Given problem
Display each line in the items below that contains the word "bread". Case counts.
┄┄┄┄┄┄
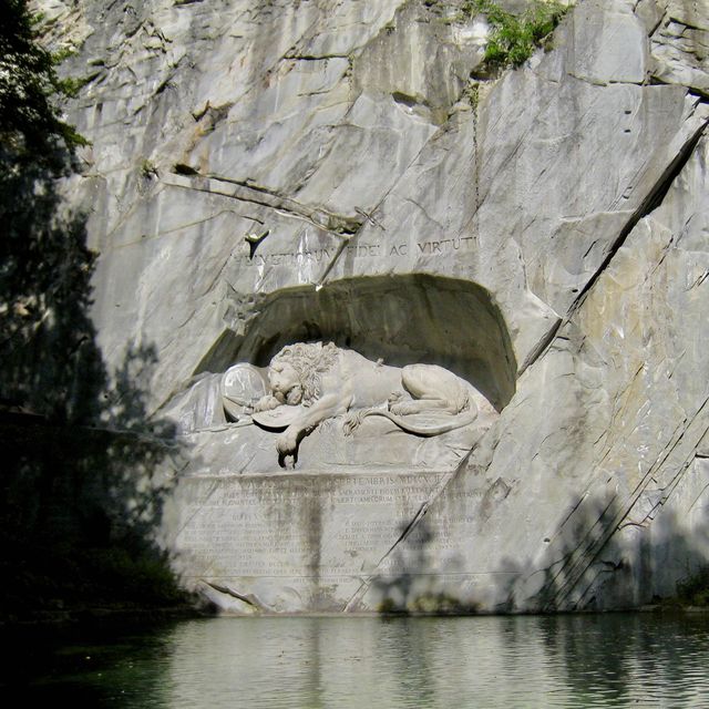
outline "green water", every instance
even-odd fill
[[[223,618],[4,647],[6,706],[709,708],[705,616]]]

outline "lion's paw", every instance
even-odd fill
[[[395,417],[405,417],[409,413],[415,413],[418,404],[414,401],[398,401],[389,405],[389,411]]]
[[[362,419],[363,415],[361,411],[351,411],[350,413],[346,414],[342,421],[342,431],[345,432],[345,435],[352,435],[352,433],[354,433],[354,430],[362,422]]]

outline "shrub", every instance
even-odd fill
[[[463,10],[470,17],[484,14],[490,22],[485,61],[496,66],[520,66],[554,31],[568,8],[553,0],[534,0],[515,16],[492,0],[469,0]]]

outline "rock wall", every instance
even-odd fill
[[[316,340],[500,413],[453,466],[347,480],[187,435],[188,583],[237,612],[617,608],[707,563],[706,2],[579,0],[494,76],[456,0],[35,4],[86,81],[100,345],[155,353],[156,417]]]

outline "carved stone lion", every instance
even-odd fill
[[[380,415],[403,431],[431,436],[467,425],[477,415],[467,384],[453,372],[435,364],[387,367],[332,342],[297,343],[281,349],[268,367],[268,388],[269,393],[254,407],[256,423],[264,424],[260,412],[294,408],[276,442],[281,467],[288,455],[295,465],[302,438],[333,417],[347,415],[346,434],[366,417]],[[431,425],[405,420],[409,414],[427,412],[453,418]]]

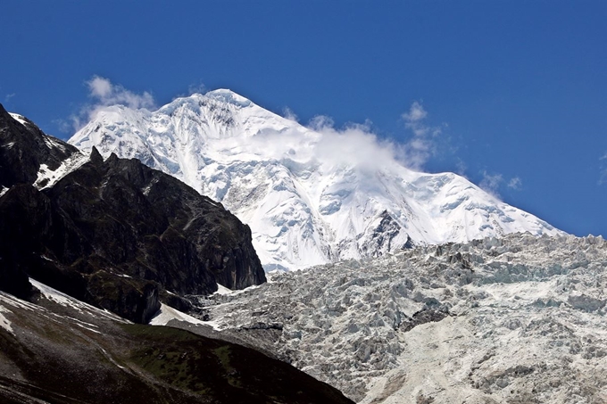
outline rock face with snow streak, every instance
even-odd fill
[[[360,403],[607,402],[606,290],[601,237],[514,234],[282,273],[207,309]]]
[[[266,270],[405,245],[560,233],[460,176],[414,172],[372,136],[356,136],[354,144],[215,90],[155,111],[109,107],[70,143],[139,159],[220,202],[251,227]]]
[[[161,300],[265,282],[249,227],[173,177],[89,159],[1,106],[0,151],[0,290],[27,299],[29,276],[146,323]]]

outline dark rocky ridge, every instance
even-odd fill
[[[77,153],[76,147],[45,135],[31,121],[21,125],[0,104],[0,189],[33,184],[40,164],[54,170]]]
[[[255,350],[122,324],[77,301],[36,302],[0,293],[2,403],[353,403]]]
[[[53,186],[32,184],[72,146],[21,125],[0,105],[0,290],[28,299],[28,276],[135,322],[160,300],[216,283],[244,288],[265,282],[251,231],[223,207],[137,160],[94,150],[90,161]],[[170,292],[170,293],[167,293]]]

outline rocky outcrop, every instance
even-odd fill
[[[45,135],[27,119],[17,121],[0,104],[0,189],[34,184],[41,164],[55,170],[78,153],[76,147]]]
[[[265,282],[250,229],[220,204],[137,160],[104,161],[95,149],[88,162],[38,190],[35,166],[56,169],[79,152],[4,109],[0,125],[0,279],[12,280],[1,290],[24,297],[29,276],[146,322],[163,296],[183,309],[179,296],[211,293],[217,283]]]

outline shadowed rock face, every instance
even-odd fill
[[[0,292],[2,403],[353,404],[252,349],[125,324],[48,288],[35,301]]]
[[[1,106],[0,145],[1,185],[10,188],[0,196],[0,289],[27,298],[27,274],[146,322],[159,298],[183,309],[179,296],[212,293],[216,283],[265,282],[249,227],[172,177],[137,160],[104,161],[94,150],[88,162],[38,191],[34,167],[56,169],[79,152]]]

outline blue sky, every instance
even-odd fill
[[[230,88],[305,124],[436,132],[455,171],[577,235],[607,235],[607,2],[3,2],[0,103],[67,138],[106,78],[155,105]],[[411,122],[410,122],[411,123]]]

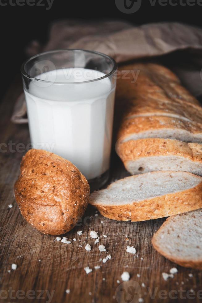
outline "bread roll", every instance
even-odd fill
[[[85,177],[71,162],[32,149],[23,158],[15,192],[25,220],[41,233],[56,235],[72,229],[83,215],[90,189]]]

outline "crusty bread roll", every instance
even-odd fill
[[[41,233],[69,231],[88,203],[86,179],[71,162],[44,150],[31,149],[23,157],[15,185],[22,214]]]

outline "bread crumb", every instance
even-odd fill
[[[66,237],[63,237],[61,240],[61,242],[62,243],[65,243],[66,244],[70,244],[71,241],[69,241]]]
[[[99,237],[98,237],[98,238],[97,238],[97,239],[96,239],[96,240],[95,240],[95,241],[94,243],[95,243],[95,244],[96,244],[97,243],[98,243],[98,242],[99,242]]]
[[[92,268],[90,268],[89,266],[86,266],[86,267],[85,267],[84,269],[86,274],[89,274],[93,271],[93,270]]]
[[[93,239],[96,239],[98,237],[98,233],[96,233],[96,232],[94,231],[94,230],[91,231],[90,233],[90,236]]]
[[[106,249],[104,245],[99,245],[98,246],[99,250],[100,251],[106,251]]]
[[[91,250],[91,246],[89,244],[86,244],[86,245],[85,246],[85,249],[86,250],[87,250],[89,251]]]
[[[176,274],[178,271],[176,267],[173,267],[170,269],[170,274]]]
[[[134,254],[136,252],[136,250],[133,246],[127,246],[126,248],[126,251],[127,253]]]
[[[130,279],[130,274],[128,271],[124,271],[121,276],[122,281],[128,281]]]
[[[162,272],[162,276],[163,279],[166,281],[169,278],[173,278],[174,275],[173,274],[167,274],[166,272]]]
[[[15,264],[15,263],[13,263],[11,266],[11,268],[12,269],[13,269],[14,271],[15,270],[17,267],[17,264]]]
[[[111,254],[107,255],[107,256],[104,259],[103,259],[103,263],[106,263],[107,260],[109,260],[111,258],[112,258],[112,256]]]

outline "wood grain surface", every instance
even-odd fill
[[[0,302],[202,301],[202,272],[177,266],[152,247],[152,235],[164,219],[120,222],[102,216],[89,206],[82,221],[65,235],[71,241],[70,244],[40,233],[25,221],[15,202],[13,186],[25,153],[19,143],[26,146],[30,142],[28,127],[10,122],[14,105],[22,90],[21,79],[16,79],[0,105]],[[109,183],[127,175],[113,151]],[[80,230],[81,236],[77,233]],[[99,233],[99,244],[94,244],[90,237],[91,230]],[[86,243],[91,246],[90,251],[85,249]],[[107,252],[99,251],[99,244],[104,245]],[[136,254],[126,252],[128,245],[136,248]],[[111,259],[105,263],[100,261],[109,254]],[[11,269],[13,263],[17,265],[15,270]],[[100,268],[95,269],[98,265]],[[88,266],[93,271],[87,274],[84,269]],[[165,281],[162,273],[169,273],[175,267],[178,272]],[[128,282],[121,281],[124,271],[130,274]]]

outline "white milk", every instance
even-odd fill
[[[74,68],[44,73],[25,91],[31,143],[67,159],[88,180],[109,169],[114,90],[97,71]],[[69,83],[68,84],[65,83]]]

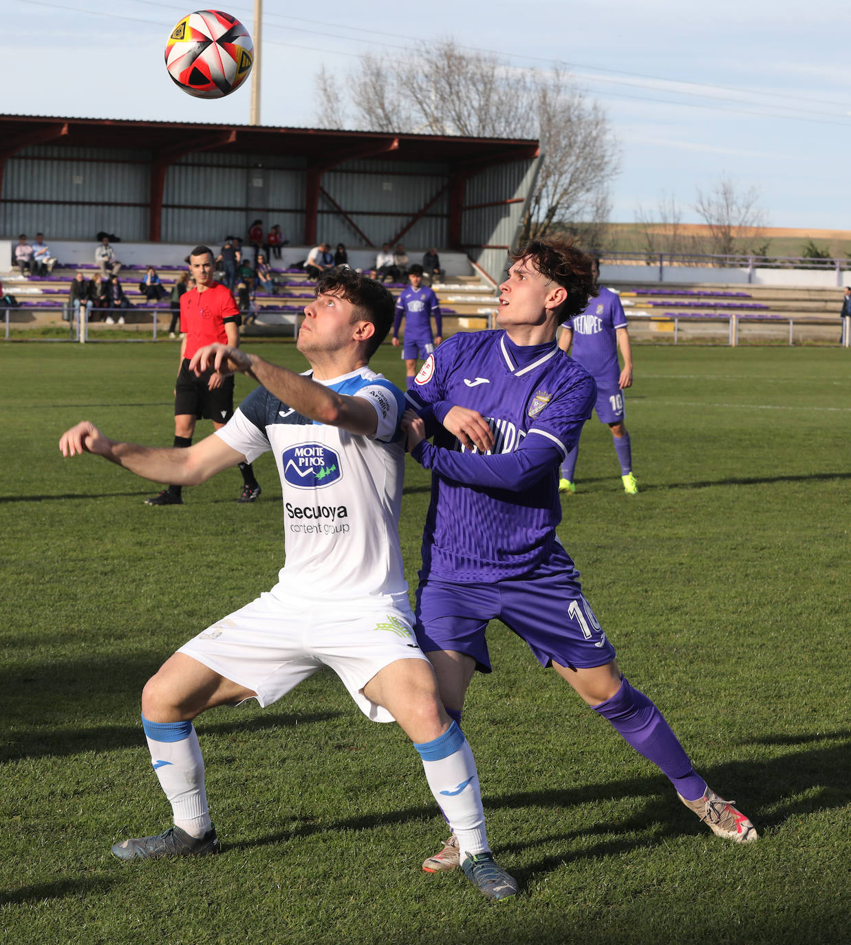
┄┄┄┄┄┄
Answer below
outline "bread roll", every instance
outline "crusty bread roll", every instance
outline "bread crumb", every instance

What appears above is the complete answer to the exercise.